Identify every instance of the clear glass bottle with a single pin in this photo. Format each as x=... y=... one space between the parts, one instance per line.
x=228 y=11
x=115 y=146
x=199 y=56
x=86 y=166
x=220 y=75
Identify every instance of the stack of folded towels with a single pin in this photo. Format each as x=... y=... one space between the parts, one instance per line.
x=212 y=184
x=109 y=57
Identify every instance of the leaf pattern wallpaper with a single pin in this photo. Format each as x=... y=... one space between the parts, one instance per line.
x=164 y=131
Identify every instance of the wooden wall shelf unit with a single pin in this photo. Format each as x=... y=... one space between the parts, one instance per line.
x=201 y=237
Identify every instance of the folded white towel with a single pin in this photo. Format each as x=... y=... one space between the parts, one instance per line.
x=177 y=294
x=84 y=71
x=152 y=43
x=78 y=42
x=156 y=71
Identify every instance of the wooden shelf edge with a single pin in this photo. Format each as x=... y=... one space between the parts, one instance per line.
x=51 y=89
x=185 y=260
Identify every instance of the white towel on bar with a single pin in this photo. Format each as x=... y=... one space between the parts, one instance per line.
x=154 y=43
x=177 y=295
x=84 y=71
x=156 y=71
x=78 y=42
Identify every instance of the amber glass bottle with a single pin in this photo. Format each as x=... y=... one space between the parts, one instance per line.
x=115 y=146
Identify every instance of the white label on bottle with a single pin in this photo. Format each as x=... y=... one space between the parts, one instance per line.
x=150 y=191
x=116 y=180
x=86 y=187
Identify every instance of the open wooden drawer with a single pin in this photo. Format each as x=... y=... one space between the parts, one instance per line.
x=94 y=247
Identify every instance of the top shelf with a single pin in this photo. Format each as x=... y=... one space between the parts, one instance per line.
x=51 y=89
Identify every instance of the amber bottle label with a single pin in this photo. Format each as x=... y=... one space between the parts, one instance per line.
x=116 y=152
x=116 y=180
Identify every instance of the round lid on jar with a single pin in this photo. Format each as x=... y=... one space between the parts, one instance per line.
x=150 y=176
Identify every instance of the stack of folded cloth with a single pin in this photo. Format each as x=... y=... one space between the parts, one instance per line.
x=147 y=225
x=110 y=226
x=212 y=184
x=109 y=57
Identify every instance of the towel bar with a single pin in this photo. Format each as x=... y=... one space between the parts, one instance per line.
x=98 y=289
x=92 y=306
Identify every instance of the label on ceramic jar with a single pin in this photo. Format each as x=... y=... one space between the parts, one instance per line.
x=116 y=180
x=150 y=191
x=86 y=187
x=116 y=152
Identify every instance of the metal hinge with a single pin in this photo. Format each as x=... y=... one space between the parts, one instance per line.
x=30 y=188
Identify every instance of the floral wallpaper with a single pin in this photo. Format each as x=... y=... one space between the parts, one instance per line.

= = = =

TASK GOAL
Repeat the lines from the one containing "Identify every instance of the towel" through the end of the listing, exactly and without any other lines; both ends are included.

SOLUTION
Identify every instance of the towel bar with a single pin in this photo. Format each as x=... y=... one space between the parts, one instance per line.
x=98 y=289
x=92 y=306
Identify every instance of the label on ceramic jar with a single pin in this photo. Format each as x=... y=... one space between the parts, one instance per line.
x=116 y=180
x=150 y=191
x=86 y=187
x=116 y=152
Identify every instance of the metal hinge with a single pin in this photo. Format each as x=... y=... one space between the parts, one instance per line.
x=30 y=188
Identify every instance of the floral wallpaper with a single pin in this photo. Format each as x=... y=... one space between the parts, one instance per line.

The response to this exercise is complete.